● Exercise instructions
Render the material from the line with "For each instance of the man's ear, set" up to and including the line with "(1077, 275)" as a two-column CSV with the headers request and answer, one row per pair. Put each field in quotation marks and replace every line break inside a field with a space.

● Data for this exercise
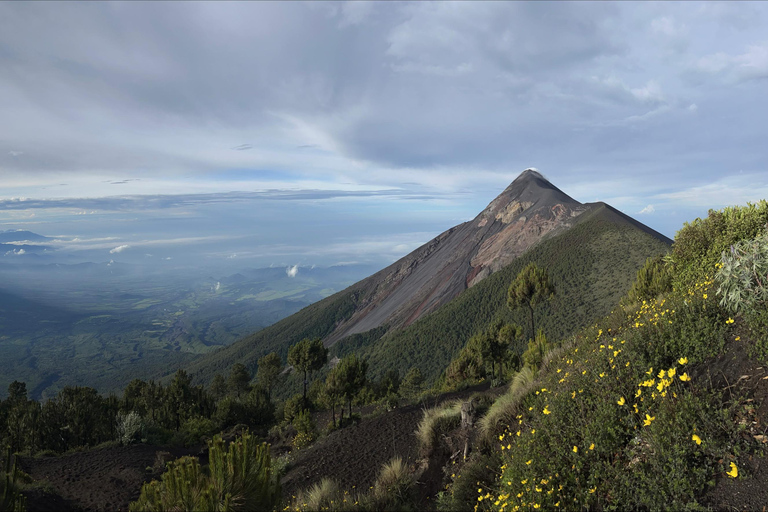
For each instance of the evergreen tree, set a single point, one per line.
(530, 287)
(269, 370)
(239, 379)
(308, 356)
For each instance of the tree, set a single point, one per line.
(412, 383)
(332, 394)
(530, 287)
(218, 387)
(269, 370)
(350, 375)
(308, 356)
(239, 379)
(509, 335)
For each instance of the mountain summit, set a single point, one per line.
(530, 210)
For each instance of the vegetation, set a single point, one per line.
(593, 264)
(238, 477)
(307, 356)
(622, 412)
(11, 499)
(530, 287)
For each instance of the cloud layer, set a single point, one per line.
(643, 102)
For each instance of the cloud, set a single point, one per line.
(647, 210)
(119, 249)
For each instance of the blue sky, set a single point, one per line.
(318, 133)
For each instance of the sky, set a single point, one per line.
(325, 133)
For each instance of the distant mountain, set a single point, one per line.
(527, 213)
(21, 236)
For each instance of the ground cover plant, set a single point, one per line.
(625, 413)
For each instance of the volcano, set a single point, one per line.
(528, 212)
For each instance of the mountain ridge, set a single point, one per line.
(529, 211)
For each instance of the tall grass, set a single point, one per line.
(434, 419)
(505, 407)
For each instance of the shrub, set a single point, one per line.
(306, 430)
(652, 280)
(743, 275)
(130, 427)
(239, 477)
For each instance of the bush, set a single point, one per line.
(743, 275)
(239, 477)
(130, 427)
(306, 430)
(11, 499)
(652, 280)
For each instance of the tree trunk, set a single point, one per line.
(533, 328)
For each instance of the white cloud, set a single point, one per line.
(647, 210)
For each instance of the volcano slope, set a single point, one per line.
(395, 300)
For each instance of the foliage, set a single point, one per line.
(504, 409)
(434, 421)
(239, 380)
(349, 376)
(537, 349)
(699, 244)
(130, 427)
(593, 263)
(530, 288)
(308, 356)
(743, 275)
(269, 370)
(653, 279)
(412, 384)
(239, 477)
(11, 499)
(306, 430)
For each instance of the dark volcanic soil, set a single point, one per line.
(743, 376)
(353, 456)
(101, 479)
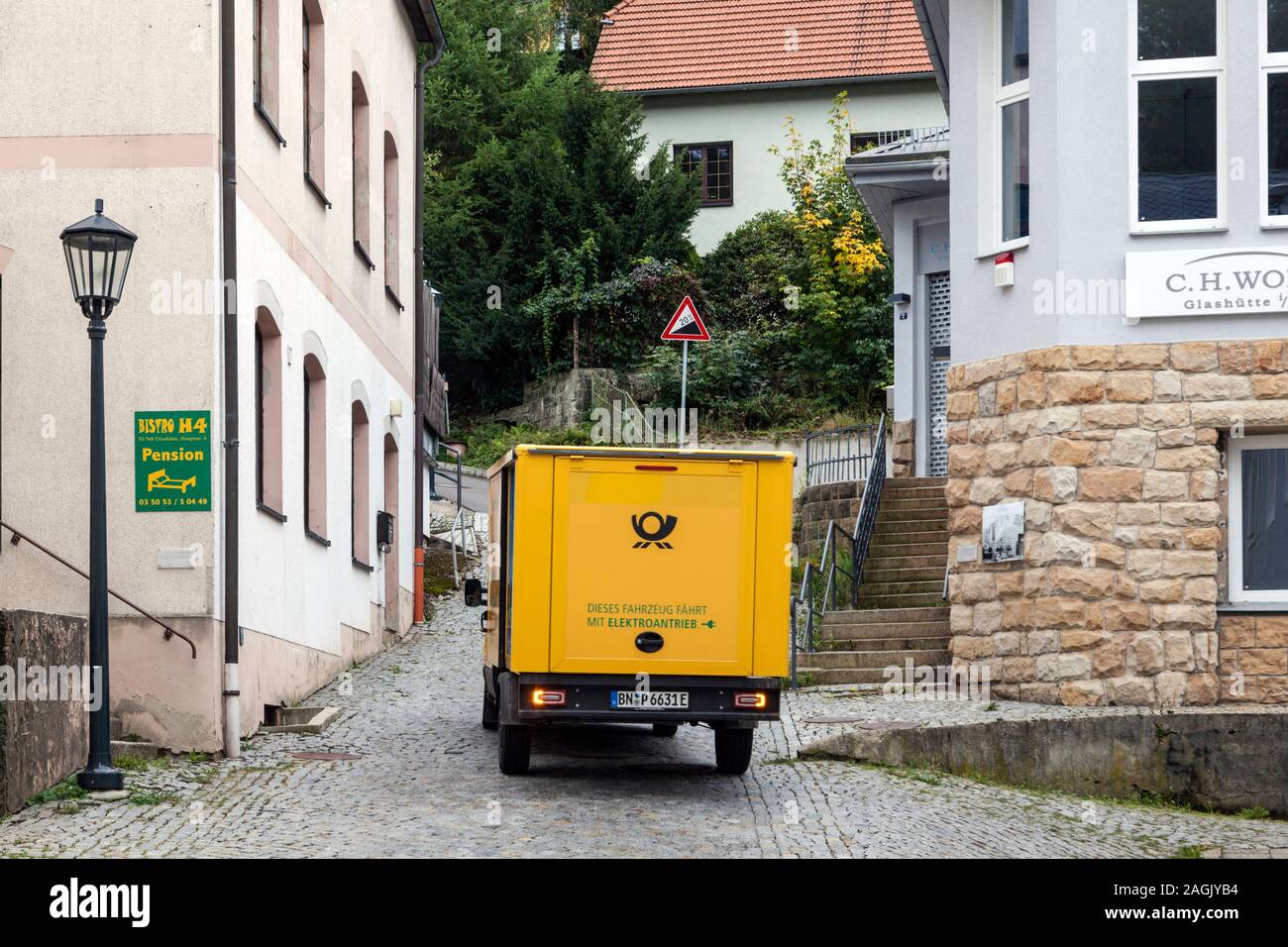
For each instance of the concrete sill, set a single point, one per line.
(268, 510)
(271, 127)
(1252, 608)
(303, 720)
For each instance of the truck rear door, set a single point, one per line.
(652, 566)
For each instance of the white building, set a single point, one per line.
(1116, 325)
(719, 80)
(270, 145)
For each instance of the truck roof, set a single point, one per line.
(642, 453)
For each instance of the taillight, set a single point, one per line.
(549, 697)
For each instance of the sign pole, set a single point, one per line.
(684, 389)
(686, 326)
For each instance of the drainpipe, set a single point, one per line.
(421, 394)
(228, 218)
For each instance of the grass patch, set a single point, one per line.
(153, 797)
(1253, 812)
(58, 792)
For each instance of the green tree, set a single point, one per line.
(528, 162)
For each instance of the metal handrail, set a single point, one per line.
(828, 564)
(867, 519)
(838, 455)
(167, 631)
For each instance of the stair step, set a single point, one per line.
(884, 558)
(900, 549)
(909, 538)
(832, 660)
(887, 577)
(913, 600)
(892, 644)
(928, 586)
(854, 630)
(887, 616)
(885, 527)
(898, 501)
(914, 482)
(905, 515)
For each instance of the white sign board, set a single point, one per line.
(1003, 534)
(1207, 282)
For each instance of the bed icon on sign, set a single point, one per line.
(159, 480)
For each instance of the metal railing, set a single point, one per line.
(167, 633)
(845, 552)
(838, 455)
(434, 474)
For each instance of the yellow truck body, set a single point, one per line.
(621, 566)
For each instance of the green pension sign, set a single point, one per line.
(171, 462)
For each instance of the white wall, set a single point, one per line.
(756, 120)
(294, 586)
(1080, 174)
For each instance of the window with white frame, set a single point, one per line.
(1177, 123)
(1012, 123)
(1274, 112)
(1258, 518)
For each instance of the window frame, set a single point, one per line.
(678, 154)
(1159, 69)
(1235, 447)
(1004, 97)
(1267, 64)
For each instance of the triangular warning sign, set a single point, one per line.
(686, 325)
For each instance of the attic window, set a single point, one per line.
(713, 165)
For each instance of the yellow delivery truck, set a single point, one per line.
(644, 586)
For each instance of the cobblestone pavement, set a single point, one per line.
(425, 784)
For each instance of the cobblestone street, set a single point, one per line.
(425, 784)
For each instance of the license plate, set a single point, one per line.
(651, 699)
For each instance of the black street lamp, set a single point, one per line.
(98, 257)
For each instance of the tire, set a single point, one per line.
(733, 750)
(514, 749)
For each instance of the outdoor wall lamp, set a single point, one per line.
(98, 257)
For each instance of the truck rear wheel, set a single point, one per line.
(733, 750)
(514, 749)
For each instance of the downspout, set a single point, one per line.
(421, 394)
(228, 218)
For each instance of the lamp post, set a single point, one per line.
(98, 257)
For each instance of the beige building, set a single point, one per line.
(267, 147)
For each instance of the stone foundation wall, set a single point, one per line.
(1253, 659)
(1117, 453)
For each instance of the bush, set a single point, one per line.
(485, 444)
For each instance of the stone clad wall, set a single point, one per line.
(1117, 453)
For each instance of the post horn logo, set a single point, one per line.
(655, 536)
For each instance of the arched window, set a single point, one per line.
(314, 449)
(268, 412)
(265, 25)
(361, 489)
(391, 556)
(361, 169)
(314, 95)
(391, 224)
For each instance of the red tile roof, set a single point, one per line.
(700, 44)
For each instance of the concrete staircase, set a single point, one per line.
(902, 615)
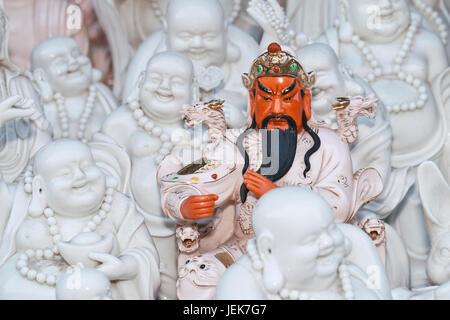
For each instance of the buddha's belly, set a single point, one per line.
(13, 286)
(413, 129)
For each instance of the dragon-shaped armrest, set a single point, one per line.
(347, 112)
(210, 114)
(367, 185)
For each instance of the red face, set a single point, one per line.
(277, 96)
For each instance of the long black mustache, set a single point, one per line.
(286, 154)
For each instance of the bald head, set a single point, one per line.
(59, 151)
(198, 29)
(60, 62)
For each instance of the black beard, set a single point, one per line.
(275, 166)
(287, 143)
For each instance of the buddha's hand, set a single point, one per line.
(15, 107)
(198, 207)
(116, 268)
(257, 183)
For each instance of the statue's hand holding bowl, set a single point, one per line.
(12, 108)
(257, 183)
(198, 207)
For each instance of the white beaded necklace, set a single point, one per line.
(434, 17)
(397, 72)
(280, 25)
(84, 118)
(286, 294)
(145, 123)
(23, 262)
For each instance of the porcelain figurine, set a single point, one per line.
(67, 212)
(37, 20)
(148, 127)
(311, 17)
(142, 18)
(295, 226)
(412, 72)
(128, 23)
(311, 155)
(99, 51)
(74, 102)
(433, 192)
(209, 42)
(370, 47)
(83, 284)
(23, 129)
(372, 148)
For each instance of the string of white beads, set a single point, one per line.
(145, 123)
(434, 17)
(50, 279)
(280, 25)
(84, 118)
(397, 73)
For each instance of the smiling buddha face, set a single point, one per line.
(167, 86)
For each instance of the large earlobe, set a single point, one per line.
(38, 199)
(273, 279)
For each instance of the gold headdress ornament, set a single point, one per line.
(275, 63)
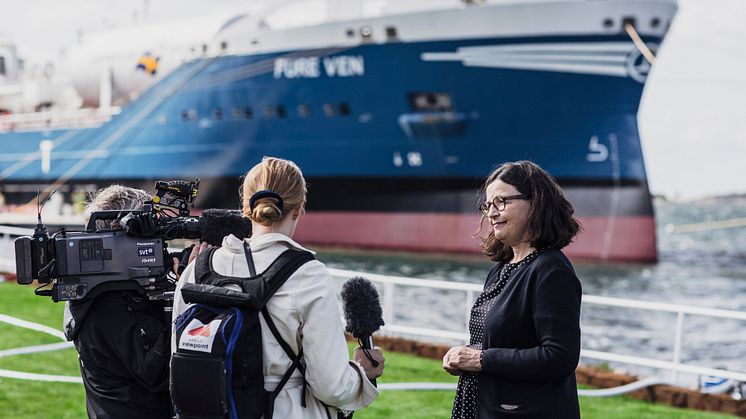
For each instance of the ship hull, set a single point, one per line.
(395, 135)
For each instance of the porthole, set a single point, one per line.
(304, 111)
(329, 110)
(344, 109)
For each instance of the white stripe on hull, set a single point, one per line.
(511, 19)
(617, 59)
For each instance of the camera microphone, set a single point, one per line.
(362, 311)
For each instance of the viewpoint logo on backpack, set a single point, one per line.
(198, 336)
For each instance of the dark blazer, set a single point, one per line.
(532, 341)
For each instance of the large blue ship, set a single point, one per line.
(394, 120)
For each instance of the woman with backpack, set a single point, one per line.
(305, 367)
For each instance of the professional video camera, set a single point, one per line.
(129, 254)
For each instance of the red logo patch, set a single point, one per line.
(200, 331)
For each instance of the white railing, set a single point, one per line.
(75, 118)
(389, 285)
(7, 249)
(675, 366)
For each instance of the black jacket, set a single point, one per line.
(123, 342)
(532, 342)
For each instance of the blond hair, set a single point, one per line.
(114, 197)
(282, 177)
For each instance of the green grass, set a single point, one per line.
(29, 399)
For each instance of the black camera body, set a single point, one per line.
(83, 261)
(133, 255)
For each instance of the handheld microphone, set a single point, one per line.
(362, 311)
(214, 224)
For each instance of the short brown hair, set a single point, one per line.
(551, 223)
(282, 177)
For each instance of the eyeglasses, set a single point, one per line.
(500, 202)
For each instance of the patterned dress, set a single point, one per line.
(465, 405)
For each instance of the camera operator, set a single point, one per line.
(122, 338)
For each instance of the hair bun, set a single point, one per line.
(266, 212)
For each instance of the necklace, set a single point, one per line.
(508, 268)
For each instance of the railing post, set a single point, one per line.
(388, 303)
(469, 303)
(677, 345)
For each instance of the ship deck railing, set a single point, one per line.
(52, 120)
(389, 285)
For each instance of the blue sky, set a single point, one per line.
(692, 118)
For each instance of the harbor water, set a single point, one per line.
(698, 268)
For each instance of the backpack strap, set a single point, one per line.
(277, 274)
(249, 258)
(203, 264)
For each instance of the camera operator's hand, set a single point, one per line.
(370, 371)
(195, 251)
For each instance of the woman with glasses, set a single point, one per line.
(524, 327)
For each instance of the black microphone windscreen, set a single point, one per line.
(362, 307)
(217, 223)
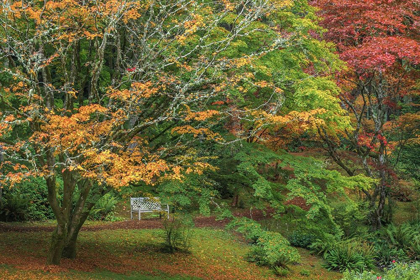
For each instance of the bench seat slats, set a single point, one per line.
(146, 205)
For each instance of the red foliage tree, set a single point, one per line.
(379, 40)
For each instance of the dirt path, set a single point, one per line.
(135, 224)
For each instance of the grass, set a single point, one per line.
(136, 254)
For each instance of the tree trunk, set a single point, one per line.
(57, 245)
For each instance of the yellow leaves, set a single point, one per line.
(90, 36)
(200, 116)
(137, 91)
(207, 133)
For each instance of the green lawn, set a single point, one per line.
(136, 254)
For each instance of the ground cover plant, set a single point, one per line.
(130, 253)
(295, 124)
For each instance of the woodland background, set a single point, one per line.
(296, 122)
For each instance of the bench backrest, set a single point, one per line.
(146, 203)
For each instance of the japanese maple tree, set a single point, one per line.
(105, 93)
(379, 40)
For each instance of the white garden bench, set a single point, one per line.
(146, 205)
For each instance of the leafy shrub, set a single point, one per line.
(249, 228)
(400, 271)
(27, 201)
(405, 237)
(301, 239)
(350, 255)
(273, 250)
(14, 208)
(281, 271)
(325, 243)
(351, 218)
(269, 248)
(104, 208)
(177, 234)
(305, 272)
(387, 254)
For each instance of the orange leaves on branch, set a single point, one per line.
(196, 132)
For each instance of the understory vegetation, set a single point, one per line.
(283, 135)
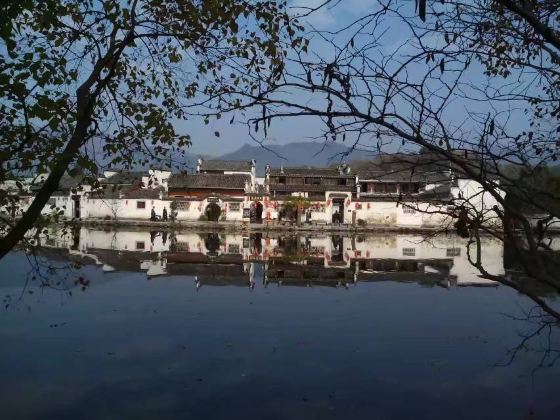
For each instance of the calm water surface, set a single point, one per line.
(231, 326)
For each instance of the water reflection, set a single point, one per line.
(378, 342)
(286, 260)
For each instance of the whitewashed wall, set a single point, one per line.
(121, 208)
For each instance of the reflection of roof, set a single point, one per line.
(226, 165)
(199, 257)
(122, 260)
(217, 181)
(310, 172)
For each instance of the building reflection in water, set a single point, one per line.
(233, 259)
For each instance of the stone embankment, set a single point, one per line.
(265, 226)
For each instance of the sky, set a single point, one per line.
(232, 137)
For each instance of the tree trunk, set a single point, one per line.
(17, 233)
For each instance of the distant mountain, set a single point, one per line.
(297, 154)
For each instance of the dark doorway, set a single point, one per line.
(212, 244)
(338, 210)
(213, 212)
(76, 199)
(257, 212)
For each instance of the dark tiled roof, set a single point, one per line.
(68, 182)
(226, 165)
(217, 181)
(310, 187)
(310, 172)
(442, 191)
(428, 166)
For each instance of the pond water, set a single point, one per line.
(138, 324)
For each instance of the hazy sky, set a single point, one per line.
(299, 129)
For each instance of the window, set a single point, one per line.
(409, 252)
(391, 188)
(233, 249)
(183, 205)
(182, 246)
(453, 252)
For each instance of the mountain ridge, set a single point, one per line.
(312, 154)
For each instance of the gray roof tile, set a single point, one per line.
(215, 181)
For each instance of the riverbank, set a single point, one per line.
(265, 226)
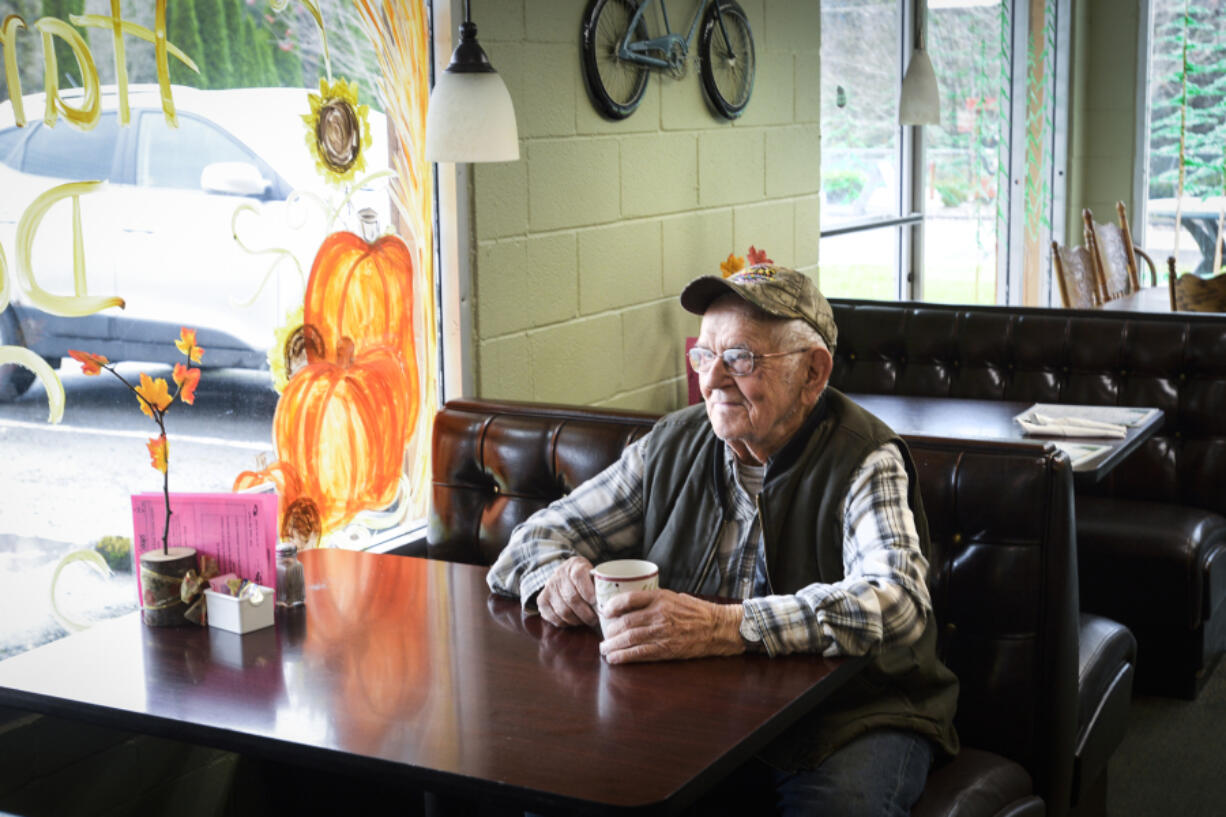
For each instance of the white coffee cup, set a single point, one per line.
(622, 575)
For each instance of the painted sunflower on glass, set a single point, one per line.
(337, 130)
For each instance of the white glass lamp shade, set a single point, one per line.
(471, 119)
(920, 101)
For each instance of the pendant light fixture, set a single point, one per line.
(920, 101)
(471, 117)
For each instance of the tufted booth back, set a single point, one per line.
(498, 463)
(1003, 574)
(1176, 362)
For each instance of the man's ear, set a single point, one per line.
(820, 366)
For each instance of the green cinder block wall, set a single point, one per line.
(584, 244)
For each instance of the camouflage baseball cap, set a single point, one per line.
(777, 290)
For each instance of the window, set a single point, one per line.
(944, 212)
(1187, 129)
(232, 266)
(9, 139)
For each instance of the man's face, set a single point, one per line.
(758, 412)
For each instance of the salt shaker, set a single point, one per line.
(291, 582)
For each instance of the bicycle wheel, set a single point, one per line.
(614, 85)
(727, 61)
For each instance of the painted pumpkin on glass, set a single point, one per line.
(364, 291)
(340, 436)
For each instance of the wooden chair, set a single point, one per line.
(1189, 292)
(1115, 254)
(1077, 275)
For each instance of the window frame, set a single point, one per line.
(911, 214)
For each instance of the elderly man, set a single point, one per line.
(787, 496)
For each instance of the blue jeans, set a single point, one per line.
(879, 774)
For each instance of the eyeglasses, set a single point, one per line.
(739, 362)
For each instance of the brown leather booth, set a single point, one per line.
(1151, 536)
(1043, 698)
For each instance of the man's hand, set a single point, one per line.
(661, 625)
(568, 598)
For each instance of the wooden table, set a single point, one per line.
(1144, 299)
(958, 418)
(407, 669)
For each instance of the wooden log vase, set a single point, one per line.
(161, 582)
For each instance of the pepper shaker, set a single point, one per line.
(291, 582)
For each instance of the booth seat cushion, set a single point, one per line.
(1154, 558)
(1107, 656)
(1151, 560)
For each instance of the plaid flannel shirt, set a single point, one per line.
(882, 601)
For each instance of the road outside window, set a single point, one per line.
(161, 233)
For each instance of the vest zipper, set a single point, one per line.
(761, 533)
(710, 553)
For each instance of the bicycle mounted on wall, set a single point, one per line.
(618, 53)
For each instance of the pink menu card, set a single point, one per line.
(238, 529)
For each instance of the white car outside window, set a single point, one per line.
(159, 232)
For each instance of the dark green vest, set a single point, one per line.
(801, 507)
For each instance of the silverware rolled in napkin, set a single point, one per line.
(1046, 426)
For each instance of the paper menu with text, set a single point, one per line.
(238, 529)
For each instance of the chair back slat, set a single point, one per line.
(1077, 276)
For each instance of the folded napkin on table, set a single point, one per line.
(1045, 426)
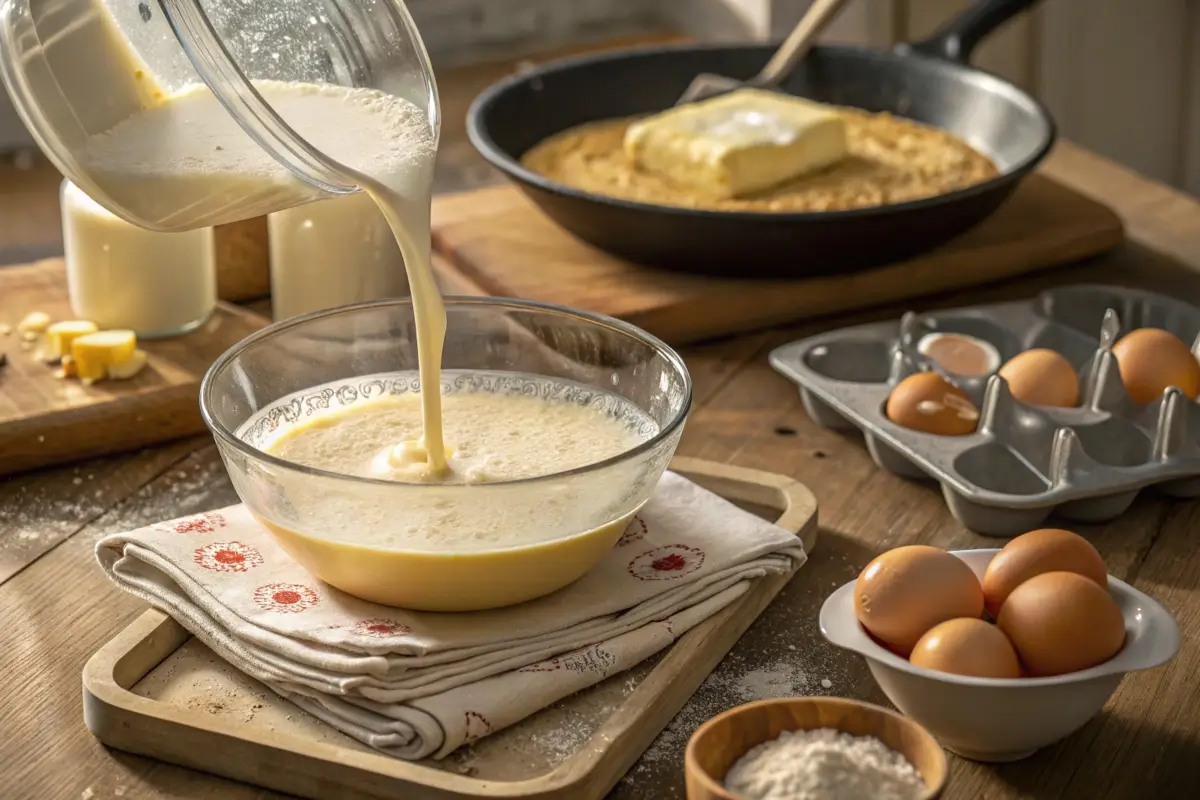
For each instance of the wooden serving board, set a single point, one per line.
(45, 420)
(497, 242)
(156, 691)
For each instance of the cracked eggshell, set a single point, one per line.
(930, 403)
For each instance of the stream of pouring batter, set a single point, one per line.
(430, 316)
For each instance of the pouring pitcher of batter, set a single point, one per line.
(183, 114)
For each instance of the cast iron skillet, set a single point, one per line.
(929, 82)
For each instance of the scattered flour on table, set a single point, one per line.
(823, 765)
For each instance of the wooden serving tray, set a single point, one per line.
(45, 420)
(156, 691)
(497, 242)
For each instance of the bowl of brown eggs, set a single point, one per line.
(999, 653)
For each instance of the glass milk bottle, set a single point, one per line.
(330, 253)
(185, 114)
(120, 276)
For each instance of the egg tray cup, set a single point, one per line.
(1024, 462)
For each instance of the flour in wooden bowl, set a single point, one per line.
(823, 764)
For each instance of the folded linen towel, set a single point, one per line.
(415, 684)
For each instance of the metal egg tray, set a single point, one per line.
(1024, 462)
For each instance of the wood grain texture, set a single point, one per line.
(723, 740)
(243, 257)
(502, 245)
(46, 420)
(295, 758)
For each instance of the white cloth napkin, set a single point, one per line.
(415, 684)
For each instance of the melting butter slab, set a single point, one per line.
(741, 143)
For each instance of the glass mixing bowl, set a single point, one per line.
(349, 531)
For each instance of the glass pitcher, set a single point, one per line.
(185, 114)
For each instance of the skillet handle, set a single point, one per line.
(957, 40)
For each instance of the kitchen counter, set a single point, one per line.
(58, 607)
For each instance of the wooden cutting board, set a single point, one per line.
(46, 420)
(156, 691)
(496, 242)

● Expected answer
request,answer
"For each instance of the man's ear, set a single point, one per line.","(820, 366)"
"For each instance of the green cinder block wall, set a single point, one per line.","(584, 244)"
"For each instance of the camouflage baseball cap, set a single point, one per line.","(777, 290)"
"For each instance of the window, set a single point, one per line.","(944, 212) (1187, 129) (232, 266) (9, 139)"
"For each instance of the man's face, set a single point, one per line.","(758, 412)"
"For each instance of the salt shaker, set a single point, one per line.","(291, 582)"
"For each instance of the bicycle wheel, set a single point, one per line.","(614, 85) (727, 61)"
"For each instance of the painted pumpkin on glass, set a single point, one per line.","(364, 291) (340, 436)"
"For each instance of the wooden chair, set a single point, one per line.","(1189, 292) (1115, 254) (1077, 275)"